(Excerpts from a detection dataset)

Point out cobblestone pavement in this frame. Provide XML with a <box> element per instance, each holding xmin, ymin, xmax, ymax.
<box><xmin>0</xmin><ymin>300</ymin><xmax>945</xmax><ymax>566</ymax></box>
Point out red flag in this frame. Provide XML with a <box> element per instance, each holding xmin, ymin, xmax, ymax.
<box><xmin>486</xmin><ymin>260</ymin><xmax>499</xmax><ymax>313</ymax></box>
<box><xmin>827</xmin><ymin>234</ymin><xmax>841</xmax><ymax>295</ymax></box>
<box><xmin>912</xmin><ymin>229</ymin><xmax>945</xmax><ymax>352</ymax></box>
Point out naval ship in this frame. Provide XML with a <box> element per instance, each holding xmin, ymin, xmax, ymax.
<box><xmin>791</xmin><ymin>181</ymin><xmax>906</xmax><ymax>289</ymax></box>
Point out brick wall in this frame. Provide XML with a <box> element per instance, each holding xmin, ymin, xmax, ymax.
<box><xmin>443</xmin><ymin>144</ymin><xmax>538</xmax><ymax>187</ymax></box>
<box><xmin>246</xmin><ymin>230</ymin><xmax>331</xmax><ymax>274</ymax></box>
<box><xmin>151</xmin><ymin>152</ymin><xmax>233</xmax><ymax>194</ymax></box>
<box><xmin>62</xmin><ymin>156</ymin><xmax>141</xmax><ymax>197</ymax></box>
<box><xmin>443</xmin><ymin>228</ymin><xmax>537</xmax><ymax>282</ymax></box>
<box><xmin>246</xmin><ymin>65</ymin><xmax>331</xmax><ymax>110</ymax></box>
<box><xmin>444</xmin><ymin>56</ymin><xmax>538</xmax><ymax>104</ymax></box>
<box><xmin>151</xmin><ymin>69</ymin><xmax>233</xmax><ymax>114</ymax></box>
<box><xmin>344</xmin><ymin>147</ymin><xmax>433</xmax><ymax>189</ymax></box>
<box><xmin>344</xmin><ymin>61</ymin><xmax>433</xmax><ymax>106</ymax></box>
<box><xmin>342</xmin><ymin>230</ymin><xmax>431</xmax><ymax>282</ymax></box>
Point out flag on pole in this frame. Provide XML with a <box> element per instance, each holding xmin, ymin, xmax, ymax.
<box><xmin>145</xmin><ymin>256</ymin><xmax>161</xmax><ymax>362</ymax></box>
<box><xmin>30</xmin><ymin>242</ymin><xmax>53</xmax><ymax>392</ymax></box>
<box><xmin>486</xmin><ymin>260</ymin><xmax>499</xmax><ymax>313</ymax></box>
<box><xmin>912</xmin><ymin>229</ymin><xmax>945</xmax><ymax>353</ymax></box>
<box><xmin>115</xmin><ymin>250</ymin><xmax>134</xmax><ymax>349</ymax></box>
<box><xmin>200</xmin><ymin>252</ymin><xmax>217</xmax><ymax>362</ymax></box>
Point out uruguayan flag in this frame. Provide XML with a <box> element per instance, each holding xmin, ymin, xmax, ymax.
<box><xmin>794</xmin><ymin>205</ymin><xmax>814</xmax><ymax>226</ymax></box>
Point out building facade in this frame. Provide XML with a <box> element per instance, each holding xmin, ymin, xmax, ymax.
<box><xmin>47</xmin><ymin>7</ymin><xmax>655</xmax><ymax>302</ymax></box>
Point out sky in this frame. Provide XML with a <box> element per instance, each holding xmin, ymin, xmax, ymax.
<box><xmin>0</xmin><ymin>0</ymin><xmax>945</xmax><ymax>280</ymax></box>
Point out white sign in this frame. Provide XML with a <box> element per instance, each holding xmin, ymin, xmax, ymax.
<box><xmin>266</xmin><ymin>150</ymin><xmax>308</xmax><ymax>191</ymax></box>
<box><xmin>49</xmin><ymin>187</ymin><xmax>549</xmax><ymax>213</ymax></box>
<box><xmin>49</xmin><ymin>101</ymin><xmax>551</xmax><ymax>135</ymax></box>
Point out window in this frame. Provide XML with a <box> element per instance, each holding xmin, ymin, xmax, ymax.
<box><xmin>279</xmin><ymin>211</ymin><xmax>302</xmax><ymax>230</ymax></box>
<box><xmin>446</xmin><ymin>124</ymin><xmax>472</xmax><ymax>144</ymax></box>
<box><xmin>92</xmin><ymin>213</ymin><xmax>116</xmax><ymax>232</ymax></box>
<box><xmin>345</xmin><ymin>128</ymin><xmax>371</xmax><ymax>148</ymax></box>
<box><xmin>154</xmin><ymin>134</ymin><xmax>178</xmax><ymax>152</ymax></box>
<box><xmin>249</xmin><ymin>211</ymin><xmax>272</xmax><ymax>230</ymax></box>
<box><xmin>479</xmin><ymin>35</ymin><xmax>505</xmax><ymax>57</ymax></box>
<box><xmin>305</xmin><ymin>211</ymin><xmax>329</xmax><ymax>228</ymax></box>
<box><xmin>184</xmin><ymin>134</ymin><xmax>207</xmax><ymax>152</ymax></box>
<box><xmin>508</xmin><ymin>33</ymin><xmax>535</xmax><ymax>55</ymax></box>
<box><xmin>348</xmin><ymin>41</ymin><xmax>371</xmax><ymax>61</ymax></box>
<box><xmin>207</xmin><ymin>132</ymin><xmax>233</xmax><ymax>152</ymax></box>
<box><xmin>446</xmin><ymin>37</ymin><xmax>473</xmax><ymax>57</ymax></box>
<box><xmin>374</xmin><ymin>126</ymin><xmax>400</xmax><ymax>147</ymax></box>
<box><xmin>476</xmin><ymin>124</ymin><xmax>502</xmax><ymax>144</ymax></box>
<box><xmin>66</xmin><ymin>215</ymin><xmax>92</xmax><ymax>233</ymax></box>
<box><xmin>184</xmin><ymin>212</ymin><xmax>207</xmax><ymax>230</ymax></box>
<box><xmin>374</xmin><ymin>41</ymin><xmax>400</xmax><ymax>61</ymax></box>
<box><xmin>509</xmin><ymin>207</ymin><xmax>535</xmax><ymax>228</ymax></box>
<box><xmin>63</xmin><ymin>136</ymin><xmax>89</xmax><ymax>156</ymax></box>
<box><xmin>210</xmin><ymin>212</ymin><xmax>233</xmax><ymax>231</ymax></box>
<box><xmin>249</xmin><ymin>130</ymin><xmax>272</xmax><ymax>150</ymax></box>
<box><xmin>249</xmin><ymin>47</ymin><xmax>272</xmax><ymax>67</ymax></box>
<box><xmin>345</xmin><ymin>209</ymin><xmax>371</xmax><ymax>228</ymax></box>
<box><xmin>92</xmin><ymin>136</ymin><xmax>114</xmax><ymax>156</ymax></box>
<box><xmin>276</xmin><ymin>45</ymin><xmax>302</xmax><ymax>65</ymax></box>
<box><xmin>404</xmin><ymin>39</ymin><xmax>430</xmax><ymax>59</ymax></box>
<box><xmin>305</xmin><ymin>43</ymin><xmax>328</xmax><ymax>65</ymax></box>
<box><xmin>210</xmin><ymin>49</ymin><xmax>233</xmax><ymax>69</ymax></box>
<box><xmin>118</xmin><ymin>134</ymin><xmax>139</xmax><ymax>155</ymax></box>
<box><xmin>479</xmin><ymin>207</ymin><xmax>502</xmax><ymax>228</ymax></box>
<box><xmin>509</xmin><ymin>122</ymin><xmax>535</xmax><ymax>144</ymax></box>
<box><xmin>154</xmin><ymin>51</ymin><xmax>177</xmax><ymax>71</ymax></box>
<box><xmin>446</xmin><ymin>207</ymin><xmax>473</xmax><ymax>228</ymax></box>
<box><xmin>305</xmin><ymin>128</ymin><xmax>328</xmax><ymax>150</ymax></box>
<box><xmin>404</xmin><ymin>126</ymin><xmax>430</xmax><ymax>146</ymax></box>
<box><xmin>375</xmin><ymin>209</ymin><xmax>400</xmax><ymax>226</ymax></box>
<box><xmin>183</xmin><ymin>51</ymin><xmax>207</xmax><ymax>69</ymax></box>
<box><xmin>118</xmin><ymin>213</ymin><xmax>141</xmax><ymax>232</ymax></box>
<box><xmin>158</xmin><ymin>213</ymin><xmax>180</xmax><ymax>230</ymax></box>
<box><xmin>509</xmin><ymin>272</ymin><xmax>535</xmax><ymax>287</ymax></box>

* Written exercise: Which lines of the items above contain the string "white"? Return each of them in full.

* Written response:
Point out white sign in this frame. Provide XML with a <box> element per instance, each holding xmin, ymin, xmax, ymax.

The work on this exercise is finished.